_DOCUMENT SECTION:_
--*--
Getting low GPU util with High GPU memory - How to correctly use DataLoader?

Hi, a few beginners questions:
Using a single 1080TI GPU
pytorch 0.4
My model is a simple Feedforward net with 5 hidden layers of 100 relu units.
Basically, I have data sets of roughly 50-450KB, a data set is stored on my regular HD as (mat or pt file) where the x’s & y’s are stored as pytorch tensors.
Basically, I’m getting now roughly 3-5% GPU utilization (looking at windows task manager), while dedicated memory GPU occupies around 5GB/11GB.

Now, here is my code:

    x_train_org,y_train_org= load(data.pt)
    x_train_org = x_train_org[rand_idx, :]
    y_train_org= y_train_org[rand_idx, :]
    training_data = data_utils.TensorDataset(x_train_org, y_train_org)
    train_data_loader = data_utils.DataLoader(training_data, batch_size=batch_size, shuffle=True, pin_memory=True)

    for i in range(0, ep_num):
        estimator.train()
        for x, y in train_data_loader:
            x, y = x.to(device), y.to(device)
            pred_log_probs = estimator.forward(x)
            model_optimizer.zero_grad()
            loss1 = cost_func(pred_log_probs.permute([0, 2, 1]), y)
            loss1.backward()
            model_optimizer.step()

        estimator.eval()
        pred_log_probs = estimator.forward(x_train_org.to(device))
       train_loss[i + 1] = cost_func(pred_log_probs.permute([0, 2, 1]), y_train_org.to(device)).detach().item()

So my questions are:
Is there something wrong with the flow of my code?

Should I use the “.to(device)” directly when feeding the DataLoader with the training data?
Is there any reason for me to really use the DataLoader in case of a single GPU and when all data is already in pytorch tensor data?
--*--
_INSTRUCTIONS FOR THE TASK:_ Copy out the part of the forum post on low GPU utilization from "x_train_org,y_train_org= load(data.pt)" up to and including "pred_log_probs = estimator.forward(x)".

_RECORDED INFORMATION:_
--*--
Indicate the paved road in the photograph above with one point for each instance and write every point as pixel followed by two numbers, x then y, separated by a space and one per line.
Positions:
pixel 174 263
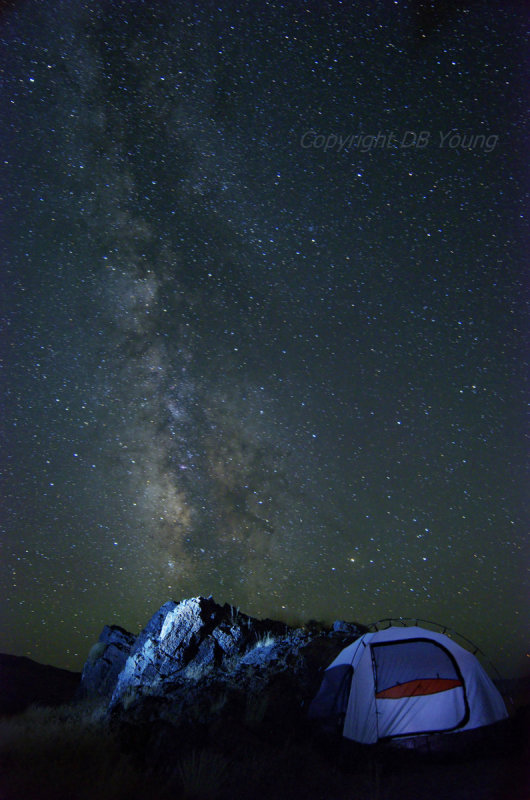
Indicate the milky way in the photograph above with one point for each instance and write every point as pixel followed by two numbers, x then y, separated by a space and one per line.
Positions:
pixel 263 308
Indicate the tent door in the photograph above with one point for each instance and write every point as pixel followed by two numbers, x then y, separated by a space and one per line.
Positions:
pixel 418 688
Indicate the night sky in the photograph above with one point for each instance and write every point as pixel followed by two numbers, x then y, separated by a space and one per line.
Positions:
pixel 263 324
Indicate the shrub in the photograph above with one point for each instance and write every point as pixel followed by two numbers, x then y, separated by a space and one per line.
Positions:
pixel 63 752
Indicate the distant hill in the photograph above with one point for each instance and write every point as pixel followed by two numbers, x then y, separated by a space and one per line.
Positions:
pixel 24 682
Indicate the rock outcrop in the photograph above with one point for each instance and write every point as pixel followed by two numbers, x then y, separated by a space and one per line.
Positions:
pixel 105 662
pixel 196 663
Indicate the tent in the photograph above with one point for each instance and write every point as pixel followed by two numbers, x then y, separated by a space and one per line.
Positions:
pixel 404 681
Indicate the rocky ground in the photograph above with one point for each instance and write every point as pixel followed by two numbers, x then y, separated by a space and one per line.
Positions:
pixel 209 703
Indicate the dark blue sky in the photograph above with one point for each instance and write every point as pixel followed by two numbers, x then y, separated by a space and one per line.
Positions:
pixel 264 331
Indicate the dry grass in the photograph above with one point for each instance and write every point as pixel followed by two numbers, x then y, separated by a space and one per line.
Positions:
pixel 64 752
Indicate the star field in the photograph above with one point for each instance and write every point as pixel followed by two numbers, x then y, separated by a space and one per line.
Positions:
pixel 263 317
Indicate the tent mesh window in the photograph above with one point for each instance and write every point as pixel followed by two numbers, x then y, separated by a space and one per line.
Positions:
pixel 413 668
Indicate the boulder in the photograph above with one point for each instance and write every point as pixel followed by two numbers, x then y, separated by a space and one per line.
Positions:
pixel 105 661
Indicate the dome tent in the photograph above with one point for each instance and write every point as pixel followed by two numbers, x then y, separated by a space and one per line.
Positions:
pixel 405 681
--*--
_EXERCISE SOLUTION:_
x_train_org,y_train_org= load(data.pt)
    x_train_org = x_train_org[rand_idx, :]
    y_train_org= y_train_org[rand_idx, :]
    training_data = data_utils.TensorDataset(x_train_org, y_train_org)
    train_data_loader = data_utils.DataLoader(training_data, batch_size=batch_size, shuffle=True, pin_memory=True)

    for i in range(0, ep_num):
        estimator.train()
        for x, y in train_data_loader:
            x, y = x.to(device), y.to(device)
            pred_log_probs = estimator.forward(x)